WHAT THE EXERCISE ASKS: Below are the records; restate all of them exactly.

MATERIAL TO PROCESS:
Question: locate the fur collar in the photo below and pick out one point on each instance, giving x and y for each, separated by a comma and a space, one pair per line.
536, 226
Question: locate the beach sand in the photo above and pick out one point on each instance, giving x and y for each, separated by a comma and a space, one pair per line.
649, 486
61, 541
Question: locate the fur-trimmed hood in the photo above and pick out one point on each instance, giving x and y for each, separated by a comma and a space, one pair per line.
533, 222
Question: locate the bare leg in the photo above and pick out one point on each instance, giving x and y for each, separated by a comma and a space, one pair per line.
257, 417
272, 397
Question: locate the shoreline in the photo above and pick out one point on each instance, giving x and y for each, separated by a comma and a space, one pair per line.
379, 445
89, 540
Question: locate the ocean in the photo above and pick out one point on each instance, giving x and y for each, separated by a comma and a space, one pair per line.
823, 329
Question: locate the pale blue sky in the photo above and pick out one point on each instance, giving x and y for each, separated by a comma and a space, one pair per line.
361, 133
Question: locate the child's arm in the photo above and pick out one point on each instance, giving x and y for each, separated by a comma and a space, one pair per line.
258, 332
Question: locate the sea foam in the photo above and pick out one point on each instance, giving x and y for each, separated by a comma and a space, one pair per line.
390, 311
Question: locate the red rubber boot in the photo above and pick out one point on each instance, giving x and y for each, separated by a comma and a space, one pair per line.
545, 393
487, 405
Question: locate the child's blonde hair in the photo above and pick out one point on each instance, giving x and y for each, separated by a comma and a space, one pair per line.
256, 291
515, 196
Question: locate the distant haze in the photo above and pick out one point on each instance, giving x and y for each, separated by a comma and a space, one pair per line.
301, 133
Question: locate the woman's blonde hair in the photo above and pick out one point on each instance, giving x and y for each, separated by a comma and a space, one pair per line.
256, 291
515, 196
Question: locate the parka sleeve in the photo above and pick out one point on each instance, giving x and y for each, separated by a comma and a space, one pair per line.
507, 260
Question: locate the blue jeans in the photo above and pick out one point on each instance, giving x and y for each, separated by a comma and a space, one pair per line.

RESPONSE:
Question: locate the fur collar in the photo below and pick out one point on each instance, giving x and y for each, separated by a comma and a space, one pair per line.
536, 226
Question: locate the beach sand in the photo above and pick out one point on each instance, giving x and y for each, separated by a comma and a space, one pair per line.
649, 486
61, 541
Question: locate the fur-trimmed hood in the photo above and pick out one point on each instance, giving x and y for each, separated by a comma and a space, one pair per line.
533, 222
Question: locate the bare leg in the photo above and pick out one point on each instance, giving x and y for each, separated by a comma and a space, one pair per line.
257, 417
272, 397
Question: locate the shoreline in the photo above and pick out one point on each instance, giving x and y for each, separated by a comma and a space, one pair per line.
379, 445
89, 540
Question: locate the ocean in the photo above and pick out one point on each instance, giving x and y for each, separated by a comma and a space, one pair per line.
823, 329
Question: locate the pale blue sky in the photo above and pick out one point on each instance, giving x and y for each, separated by a comma and a space, one pair per line.
361, 133
Question: locate the child's arm in the photo above and pick out one point on each instance, giving x and y for each, separated by a comma and a space, one pair per line.
258, 332
Question: locate the sea foam in the photo above and pick out one point on each instance, giving x and y for each, separated by a comma and a space, one pair per line.
390, 311
Question: locate the red rubber boot in the photo above and pick out one point on each instance, giving x and y for each, separated by a comma and a space, one pair per line.
545, 393
487, 405
Question: locate the child's blonde hair in the photo above and pick out one point on each instance, giving x and y for each, separated by a comma and a space, one pair per line.
256, 291
515, 196
Question: locate the distant haze in the photo above and pick out one point on each instance, giving x and y for each, separated by a comma and a space, one pair per line.
301, 133
Question: locate the woman's blonde hair in the photo above and pick out one point on each instance, giving x and y for each, separated by a comma and a space, one pair per line.
256, 291
515, 196
Question: locate the parka sleeve in the photo above and pick out one point on each instance, giving x and y for each, separated by a comma and a space, one pair per line.
507, 260
Question: locate the blue jeans in the photo above and pick out one point on each instance, giving x and y for each, separated by a comma and a space, one pair per line.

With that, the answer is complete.